OBJECTIF:
Rédigez la suite de l'entretien ci-dessous sur la place du numérique dans nos vies, en reprenant après sa dernière phrase.

EXTRAIT DU DOCUMENT:

↓↓↓

Fondateur du département de communications de l'UQAM, Jean-Paul Lafrance est l'auteur de plusieurs ouvrages sur les médias, la société de l'information, les jeux vidéo et le développement des nouvelles technologies. Face à l'omniprésence du numérique dans nos vies, l'ancien titulaire de la chaire UNESCO-Bell en communication et développement international se dit inquiet. Et souhaite que l'humain reprenne le contrôle de sa vie.

Votre livre s'intéresse à l'évolution du numérique et à sa place prépondérante dans nos vies. Diriez-vous que nous étions préparés à faire face à cette transition?

La transition vers le numérique a débuté il y a environ 50 ans, avec le premier micro-ordinateur. C'est une évolution qui s'est faite lentement. Étions-nous prêts? La vérité, c'est qu'on n'est jamais prêt à ces grandes transformations. Or, les problèmes causés par le numérique deviennent de plus en plus clairs. Au début, on était tous un peu émerveillés par ce qui se passait et on se faisait des illusions: le numérique allait créer plus de démocratie, plus d'information. Il allait modifier pour le mieux les rapports entre les individus. Mais on s'aperçoit finalement que ce sont les grands de ce monde qui sont en train de faire dévier le numérique à leurs propres fins et qui sont en train d'accaparer les profits du numérique. C'est le fameux problème du 1 %, qui est de plus en plus présent.

On parle beaucoup ces temps-ci de la réponse des États face aux géants que sont Netflix, Facebook, etc. Que peut-on faire?

On peut certainement encadrer ces entreprises et exiger qu'elles paient des taxes. Les États ont des pouvoirs, mais ils ne les exercent pas. Il faudrait penser à une forme de gouvernement mondial qui ferait contrepoids à ces multinationales. Il faut faire quelque chose, car on réalise aujourd'hui qu'on ne sera plus capable de continuer très loin dans la direction actuelle. Je ne suis pas adepte des scénarios de fin du monde, je suis relativement optimiste, mais il faut bouger. C'est comme en environnement: tout n'est pas perdu, mais tout n'est pas gagné non plus.

L'économie se transforme, le monde du travail aussi. Comme beaucoup, vous proposez l'idée d'un revenu minimum garanti pour pallier les pertes d'emplois et de revenus à venir. Pourquoi?

Le modèle reste à ajuster, mais j'imagine que si on continue à appauvrir la classe moyenne et à offrir un salaire minimum bas, il va y avoir une réaction. Plusieurs expériences ont été tentées dans les pays nordiques. Ici, il faut se demander comment monnayer les différentes aides du gouvernement, qui sont, disons-le, assez opportunistes. À l'heure actuelle, nous n'avons pas de philosophie générale du travail. Je ne suis pas économiste, ce n'est pas moi qui vais trouver la formule, mais il me semble qu'on peut revoir les différentes aides - aide sociale, assurance-emploi, etc. - que l'État distribue de manière anarchique et électoraliste. Le problème, c'est qu'on ne parle pas de cette question fondamentale. Au Québec, le débat est monopolisé par d'autres questions. Or, il faudrait l'aborder de front.

↑↑↑

SECTION DES DONNÉES:
↓↓↓

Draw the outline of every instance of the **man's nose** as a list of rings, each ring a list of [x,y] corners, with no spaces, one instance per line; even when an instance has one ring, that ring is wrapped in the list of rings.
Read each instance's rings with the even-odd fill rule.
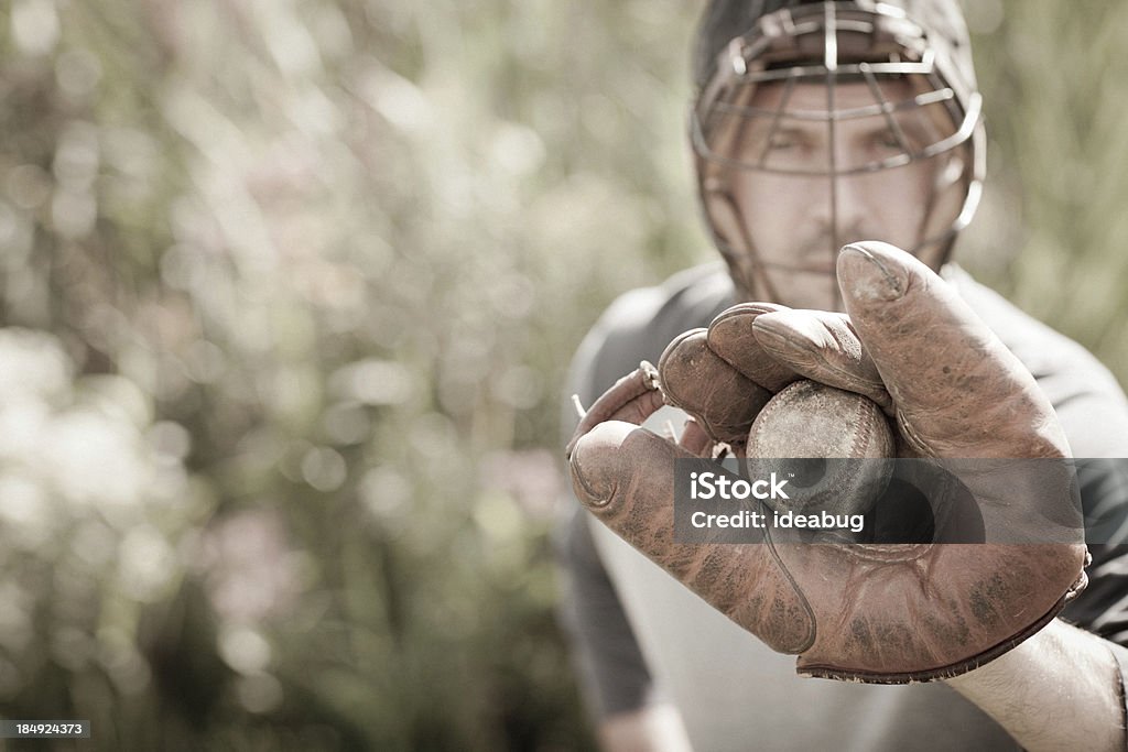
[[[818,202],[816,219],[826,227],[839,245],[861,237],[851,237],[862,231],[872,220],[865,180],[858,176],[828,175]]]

↑↑↑

RÉPONSE RÉDIGÉE:
Comme bien des observateurs, vous envisagez un monde où, à cause de la robotisation, toute une portion de la population se retrouvera sans travail.

Notre façon de voir le travail vient du siècle dernier. J'entends les gens dire que le numérique va créer des emplois. Oui, pour une petite partie de la population. Mais il va aussi créer des emplois moins intéressants et, à moyen terme, on assistera à l'accélération de l'appauvrissement de la classe moyenne. Oui, la formation et l'éducation sont primordiales, mais on ne va pas transformer un camionneur en ingénieur informatique aussi rapidement qu'on le dit. Il y a une transition à faire et on ne la fait pas. On laisse aller les choses. Le problème n'est pas abordé de front.

Dans ce livre, vous abordez aussi les effets du numérique dans nos vies. Vous parlez du sentiment de vide que les gens ressentent, vous employez le terme «stress de l'âme». Êtes-vous inquiet pour vos semblables?

Il faut que l'humain se ressaisisse devant ce qui lui arrive. Il ne faut pas qu'il soit inféodé à la machine. J'ai une formation en philosophie et j'en suis venu à me dire qu'il faudrait appliquer les grands principes des écoles de pensée et d'action de la philosophie grecque au numérique (la connaissance de soi, le contrôle de soi, etc.). Michel Foucault parlait du souci de soi et de la nécessité de se réformer soi-même.

Avons-nous cédé les rênes de notre vie aux grandes multinationales?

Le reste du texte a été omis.